## Exercise description
Report every line of the records below that includes the string "walking".

[Segmentation mask data]
______
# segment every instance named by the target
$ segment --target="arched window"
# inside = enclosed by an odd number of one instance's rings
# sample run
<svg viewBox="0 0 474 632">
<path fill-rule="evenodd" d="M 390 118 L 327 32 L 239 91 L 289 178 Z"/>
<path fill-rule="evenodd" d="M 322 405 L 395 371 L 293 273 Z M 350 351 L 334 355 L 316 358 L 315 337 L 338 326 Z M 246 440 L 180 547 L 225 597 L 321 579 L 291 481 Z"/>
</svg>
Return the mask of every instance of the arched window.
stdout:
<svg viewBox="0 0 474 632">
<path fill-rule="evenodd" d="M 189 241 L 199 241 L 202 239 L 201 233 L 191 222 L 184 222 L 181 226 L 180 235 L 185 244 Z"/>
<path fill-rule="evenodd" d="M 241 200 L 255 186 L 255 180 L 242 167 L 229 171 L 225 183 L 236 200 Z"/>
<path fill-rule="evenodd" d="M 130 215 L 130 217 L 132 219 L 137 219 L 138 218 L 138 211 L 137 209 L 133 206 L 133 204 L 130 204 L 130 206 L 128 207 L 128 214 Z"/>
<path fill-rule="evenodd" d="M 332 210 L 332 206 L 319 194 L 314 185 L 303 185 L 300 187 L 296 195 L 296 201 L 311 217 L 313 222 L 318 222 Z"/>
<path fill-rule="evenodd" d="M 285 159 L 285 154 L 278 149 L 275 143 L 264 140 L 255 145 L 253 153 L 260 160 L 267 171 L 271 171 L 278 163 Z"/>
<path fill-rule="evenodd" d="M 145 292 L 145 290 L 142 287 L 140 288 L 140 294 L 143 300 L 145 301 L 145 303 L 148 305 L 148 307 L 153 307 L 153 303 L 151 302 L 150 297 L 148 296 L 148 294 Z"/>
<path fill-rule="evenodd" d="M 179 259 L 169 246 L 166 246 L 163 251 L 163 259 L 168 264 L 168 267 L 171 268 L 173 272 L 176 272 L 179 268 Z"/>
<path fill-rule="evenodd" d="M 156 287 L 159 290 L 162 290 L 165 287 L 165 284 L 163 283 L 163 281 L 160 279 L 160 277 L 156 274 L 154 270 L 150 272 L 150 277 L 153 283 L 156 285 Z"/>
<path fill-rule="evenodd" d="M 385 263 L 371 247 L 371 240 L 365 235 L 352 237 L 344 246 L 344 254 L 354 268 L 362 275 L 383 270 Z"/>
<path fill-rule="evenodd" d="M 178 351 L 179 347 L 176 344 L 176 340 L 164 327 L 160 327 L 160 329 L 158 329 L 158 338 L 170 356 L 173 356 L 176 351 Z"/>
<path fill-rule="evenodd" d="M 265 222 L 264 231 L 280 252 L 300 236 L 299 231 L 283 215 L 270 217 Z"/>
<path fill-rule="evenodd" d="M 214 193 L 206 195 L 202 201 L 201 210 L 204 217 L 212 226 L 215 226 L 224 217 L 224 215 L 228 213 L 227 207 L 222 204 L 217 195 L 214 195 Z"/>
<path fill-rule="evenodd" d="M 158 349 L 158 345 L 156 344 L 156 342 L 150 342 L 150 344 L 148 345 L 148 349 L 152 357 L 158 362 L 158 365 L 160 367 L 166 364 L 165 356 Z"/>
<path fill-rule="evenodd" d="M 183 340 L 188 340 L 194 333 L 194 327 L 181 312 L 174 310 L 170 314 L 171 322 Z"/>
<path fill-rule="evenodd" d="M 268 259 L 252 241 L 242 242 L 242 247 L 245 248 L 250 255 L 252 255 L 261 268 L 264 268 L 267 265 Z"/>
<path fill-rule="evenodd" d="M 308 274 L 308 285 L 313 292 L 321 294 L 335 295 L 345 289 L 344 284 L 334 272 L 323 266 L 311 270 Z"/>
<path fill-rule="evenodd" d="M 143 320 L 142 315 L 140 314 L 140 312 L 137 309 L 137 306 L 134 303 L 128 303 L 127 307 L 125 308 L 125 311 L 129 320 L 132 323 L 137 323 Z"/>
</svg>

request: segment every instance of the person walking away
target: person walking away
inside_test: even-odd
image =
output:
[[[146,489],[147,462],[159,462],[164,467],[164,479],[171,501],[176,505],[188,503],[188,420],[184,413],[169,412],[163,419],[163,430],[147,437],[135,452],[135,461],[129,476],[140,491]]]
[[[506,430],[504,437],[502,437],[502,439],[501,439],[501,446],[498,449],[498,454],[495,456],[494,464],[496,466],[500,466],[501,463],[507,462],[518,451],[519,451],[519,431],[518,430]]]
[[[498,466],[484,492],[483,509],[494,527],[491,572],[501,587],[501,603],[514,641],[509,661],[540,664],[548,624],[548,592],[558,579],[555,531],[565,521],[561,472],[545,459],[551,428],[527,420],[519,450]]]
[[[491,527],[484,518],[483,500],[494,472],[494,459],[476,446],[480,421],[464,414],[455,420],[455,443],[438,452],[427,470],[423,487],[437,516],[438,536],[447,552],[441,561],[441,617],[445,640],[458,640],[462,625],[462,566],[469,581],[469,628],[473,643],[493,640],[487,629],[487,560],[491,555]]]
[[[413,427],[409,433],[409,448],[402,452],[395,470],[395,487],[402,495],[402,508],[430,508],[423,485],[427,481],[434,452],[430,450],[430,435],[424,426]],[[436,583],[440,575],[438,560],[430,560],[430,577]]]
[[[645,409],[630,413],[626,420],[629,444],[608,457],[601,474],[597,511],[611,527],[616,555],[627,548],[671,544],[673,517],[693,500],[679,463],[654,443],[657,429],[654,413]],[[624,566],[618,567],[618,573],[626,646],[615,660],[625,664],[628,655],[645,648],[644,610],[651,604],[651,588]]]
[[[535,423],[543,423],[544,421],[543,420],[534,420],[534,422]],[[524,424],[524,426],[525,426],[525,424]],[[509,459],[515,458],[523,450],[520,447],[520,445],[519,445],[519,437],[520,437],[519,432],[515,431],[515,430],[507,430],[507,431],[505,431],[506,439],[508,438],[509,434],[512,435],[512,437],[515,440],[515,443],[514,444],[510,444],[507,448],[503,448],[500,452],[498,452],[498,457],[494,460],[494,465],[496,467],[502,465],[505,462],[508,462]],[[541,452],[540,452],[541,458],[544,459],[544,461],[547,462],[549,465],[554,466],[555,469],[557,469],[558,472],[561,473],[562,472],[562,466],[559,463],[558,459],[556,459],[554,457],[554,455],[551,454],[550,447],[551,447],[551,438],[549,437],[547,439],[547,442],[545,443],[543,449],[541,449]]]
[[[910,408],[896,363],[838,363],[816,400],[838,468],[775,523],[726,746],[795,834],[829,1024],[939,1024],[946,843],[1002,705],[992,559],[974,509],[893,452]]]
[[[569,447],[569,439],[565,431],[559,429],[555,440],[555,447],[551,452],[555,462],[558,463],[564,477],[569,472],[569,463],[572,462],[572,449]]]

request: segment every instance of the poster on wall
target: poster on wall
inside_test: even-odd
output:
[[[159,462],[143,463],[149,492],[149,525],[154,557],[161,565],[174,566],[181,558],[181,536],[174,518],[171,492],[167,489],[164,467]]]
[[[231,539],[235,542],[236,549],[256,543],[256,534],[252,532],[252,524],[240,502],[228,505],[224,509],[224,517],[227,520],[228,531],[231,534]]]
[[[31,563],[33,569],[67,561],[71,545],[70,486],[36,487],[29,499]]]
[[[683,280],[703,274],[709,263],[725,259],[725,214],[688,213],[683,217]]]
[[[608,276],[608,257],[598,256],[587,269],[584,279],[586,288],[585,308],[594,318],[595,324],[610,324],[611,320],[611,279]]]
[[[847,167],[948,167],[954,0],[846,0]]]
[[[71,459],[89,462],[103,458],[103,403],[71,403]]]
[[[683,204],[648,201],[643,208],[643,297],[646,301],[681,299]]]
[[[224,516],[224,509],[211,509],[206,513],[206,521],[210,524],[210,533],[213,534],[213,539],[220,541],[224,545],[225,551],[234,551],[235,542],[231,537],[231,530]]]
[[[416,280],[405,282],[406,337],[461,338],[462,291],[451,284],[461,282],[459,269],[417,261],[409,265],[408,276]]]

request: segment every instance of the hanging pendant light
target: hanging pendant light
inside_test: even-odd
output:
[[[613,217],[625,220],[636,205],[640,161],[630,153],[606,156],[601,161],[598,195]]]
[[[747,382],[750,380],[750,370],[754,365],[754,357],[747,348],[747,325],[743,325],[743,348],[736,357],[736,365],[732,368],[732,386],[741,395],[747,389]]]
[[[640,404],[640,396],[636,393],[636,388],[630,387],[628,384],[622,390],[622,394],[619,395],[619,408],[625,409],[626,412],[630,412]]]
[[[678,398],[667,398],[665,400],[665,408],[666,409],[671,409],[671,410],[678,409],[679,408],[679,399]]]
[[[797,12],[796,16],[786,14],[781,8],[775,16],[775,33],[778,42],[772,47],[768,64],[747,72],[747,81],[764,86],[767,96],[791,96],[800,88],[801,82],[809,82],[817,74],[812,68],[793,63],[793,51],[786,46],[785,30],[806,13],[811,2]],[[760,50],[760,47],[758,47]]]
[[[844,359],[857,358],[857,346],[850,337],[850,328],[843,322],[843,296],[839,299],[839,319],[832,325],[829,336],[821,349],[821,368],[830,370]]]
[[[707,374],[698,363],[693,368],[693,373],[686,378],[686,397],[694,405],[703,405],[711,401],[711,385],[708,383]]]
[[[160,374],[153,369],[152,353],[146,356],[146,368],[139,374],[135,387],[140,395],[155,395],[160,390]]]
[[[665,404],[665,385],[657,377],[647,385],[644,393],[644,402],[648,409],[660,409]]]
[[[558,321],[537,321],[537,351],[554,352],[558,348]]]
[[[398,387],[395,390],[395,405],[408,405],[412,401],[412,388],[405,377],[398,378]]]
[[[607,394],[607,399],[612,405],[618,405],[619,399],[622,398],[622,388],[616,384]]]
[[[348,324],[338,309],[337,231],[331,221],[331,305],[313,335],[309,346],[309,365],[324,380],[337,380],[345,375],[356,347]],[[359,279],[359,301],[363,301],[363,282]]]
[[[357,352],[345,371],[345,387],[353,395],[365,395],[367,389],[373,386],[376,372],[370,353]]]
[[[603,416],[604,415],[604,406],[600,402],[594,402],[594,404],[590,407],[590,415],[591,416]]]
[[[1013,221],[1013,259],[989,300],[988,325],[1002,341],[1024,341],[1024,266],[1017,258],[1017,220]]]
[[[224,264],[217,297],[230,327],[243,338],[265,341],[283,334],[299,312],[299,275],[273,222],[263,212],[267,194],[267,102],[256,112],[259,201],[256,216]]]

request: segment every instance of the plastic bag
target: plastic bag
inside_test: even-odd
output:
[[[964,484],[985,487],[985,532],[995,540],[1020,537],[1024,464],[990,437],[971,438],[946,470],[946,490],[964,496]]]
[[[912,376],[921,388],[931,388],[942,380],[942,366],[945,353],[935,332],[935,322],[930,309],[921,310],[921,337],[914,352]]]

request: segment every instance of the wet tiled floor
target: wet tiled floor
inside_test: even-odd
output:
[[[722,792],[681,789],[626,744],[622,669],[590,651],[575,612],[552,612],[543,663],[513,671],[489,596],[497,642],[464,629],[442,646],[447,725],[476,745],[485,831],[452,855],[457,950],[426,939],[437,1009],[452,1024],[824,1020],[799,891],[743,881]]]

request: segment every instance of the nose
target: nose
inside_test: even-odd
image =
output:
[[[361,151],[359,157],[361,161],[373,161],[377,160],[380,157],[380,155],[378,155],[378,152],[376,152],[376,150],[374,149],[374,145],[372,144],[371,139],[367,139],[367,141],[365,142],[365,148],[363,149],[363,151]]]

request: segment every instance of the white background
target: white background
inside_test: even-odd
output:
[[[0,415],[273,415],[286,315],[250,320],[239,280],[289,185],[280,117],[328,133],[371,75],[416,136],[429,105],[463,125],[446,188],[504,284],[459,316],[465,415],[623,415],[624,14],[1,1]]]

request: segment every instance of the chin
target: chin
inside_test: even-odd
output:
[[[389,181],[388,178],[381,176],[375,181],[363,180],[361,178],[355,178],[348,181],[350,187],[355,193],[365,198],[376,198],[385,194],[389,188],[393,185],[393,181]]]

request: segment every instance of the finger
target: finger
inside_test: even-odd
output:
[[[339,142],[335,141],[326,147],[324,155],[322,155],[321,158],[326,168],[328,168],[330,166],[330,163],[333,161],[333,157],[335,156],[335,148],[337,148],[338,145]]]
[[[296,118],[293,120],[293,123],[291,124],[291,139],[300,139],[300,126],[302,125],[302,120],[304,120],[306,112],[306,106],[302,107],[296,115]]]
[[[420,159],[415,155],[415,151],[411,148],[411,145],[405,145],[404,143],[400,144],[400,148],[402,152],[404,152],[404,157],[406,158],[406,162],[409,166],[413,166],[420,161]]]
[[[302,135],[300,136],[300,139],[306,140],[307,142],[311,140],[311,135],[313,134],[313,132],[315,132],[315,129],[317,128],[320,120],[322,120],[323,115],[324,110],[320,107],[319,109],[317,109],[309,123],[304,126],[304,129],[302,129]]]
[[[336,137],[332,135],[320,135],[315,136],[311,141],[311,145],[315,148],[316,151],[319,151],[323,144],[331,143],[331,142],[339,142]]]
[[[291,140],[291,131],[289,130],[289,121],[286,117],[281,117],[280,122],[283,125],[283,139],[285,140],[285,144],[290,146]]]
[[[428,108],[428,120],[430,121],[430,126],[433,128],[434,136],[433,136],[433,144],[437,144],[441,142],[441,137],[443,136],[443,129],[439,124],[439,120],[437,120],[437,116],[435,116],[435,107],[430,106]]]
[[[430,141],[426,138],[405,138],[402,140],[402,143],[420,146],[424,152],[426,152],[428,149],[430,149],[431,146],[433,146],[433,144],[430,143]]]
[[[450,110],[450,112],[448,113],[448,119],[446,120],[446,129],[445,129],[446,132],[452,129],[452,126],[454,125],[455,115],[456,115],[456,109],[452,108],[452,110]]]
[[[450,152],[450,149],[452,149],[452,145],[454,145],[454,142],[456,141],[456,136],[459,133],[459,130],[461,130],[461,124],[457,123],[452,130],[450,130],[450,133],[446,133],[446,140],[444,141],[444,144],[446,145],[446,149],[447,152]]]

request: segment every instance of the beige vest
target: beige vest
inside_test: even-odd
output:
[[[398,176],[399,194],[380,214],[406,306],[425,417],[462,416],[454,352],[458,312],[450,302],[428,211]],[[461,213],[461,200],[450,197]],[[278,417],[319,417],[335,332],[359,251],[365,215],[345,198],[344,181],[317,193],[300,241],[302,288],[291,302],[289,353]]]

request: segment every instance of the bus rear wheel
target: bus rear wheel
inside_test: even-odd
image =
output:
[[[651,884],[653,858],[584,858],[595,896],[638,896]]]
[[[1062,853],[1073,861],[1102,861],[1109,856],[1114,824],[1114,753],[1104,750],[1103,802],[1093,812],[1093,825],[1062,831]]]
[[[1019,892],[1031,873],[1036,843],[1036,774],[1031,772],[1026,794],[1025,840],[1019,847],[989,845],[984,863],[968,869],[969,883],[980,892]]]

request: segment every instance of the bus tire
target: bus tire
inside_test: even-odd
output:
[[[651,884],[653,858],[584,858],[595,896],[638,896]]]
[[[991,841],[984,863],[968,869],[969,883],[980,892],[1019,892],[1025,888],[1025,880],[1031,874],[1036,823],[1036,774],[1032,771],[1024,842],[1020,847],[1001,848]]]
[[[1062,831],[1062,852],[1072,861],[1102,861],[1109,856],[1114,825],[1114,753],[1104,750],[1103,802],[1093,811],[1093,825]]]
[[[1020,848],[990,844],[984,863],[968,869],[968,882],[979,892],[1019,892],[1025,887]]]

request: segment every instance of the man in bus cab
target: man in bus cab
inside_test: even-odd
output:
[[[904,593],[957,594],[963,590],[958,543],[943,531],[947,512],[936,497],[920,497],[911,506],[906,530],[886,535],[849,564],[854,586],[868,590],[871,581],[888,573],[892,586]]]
______
## Completed task
request: segment every instance of the person walking away
target: person walking away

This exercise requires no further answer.